**Instructions to follow:**
Which lines in the data below contain the word "hair"? Pull each of them out.

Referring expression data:

Content starts

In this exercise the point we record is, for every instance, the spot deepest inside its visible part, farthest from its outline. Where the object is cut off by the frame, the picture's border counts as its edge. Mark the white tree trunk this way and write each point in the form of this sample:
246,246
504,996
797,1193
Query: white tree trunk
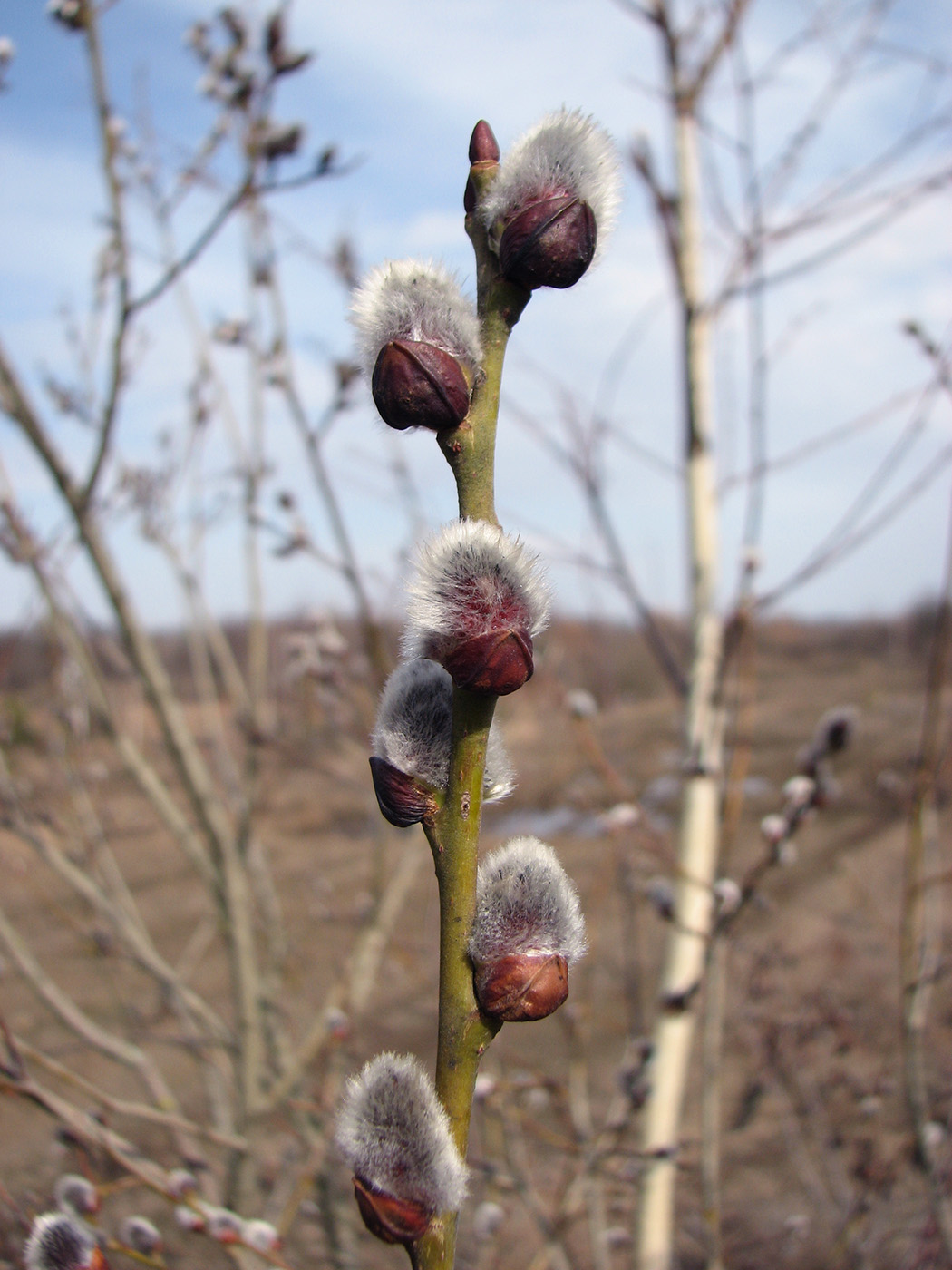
700,821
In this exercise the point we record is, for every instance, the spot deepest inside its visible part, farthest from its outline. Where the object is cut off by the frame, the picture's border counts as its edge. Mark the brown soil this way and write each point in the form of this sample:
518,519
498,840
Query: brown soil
818,1159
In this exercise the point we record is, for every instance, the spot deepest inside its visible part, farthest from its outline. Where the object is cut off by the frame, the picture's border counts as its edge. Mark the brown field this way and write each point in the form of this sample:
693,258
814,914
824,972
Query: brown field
819,1167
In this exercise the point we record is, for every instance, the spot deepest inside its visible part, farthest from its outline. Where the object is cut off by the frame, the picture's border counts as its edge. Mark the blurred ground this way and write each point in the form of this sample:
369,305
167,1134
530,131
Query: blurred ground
818,1159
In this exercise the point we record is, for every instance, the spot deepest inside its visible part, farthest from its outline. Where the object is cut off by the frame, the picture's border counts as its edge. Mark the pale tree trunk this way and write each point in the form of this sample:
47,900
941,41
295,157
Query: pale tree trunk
700,821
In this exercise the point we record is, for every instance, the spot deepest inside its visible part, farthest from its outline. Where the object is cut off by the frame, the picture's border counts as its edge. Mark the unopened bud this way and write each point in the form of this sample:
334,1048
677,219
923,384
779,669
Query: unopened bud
727,897
222,1225
478,602
412,745
391,1219
61,1242
774,828
419,385
402,799
529,927
484,146
800,791
262,1236
555,196
76,1194
140,1235
549,243
419,343
395,1136
523,986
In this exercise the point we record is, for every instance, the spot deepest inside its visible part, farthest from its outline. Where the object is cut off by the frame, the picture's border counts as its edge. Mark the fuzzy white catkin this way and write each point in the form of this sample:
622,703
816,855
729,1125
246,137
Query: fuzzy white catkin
414,729
57,1242
565,151
395,1136
467,556
526,904
414,300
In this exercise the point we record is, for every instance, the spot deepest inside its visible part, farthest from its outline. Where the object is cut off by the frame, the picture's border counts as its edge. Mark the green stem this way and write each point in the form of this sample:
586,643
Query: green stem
463,1031
470,448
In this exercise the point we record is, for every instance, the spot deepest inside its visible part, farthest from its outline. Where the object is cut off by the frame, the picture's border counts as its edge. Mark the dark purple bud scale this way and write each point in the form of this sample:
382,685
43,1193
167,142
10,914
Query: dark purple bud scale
402,799
497,662
549,243
393,1219
484,146
419,385
522,987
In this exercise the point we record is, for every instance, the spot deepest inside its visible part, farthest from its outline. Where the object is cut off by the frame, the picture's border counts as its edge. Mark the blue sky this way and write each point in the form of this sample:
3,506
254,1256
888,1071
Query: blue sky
397,88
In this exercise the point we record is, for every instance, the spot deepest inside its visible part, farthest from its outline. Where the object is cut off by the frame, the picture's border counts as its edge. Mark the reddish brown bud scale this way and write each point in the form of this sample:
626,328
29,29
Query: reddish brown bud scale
522,987
497,662
419,385
395,1221
400,797
549,243
484,146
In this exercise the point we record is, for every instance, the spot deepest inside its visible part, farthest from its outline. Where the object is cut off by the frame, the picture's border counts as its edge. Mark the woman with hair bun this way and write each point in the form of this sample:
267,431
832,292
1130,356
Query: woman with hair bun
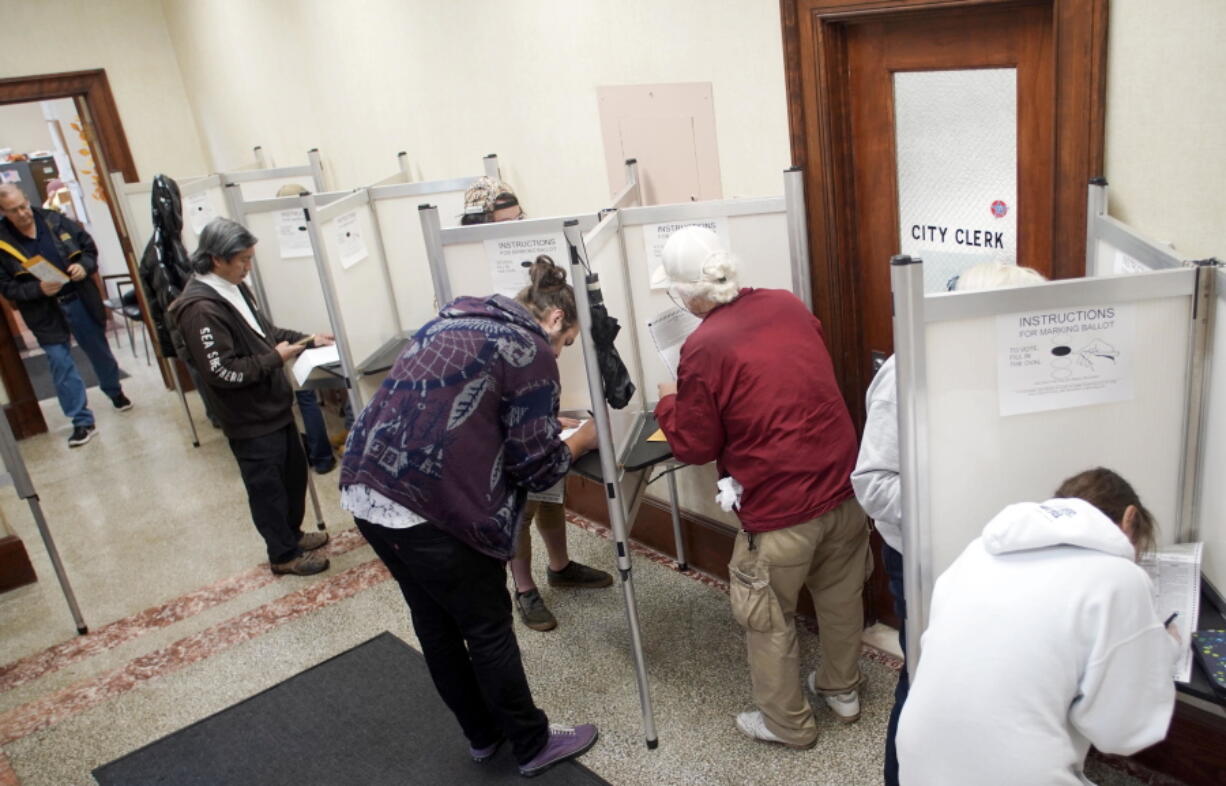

Content ends

**Response area:**
In this exercise the point we record is, for every instance, the spot deepest inside its visible part, farthest from its outline. Where the object is cut off by the frame, the picture's border counts as its edge. Mark the woman with hair bun this way and write each point in the form of this sample:
Query: woman with hair bun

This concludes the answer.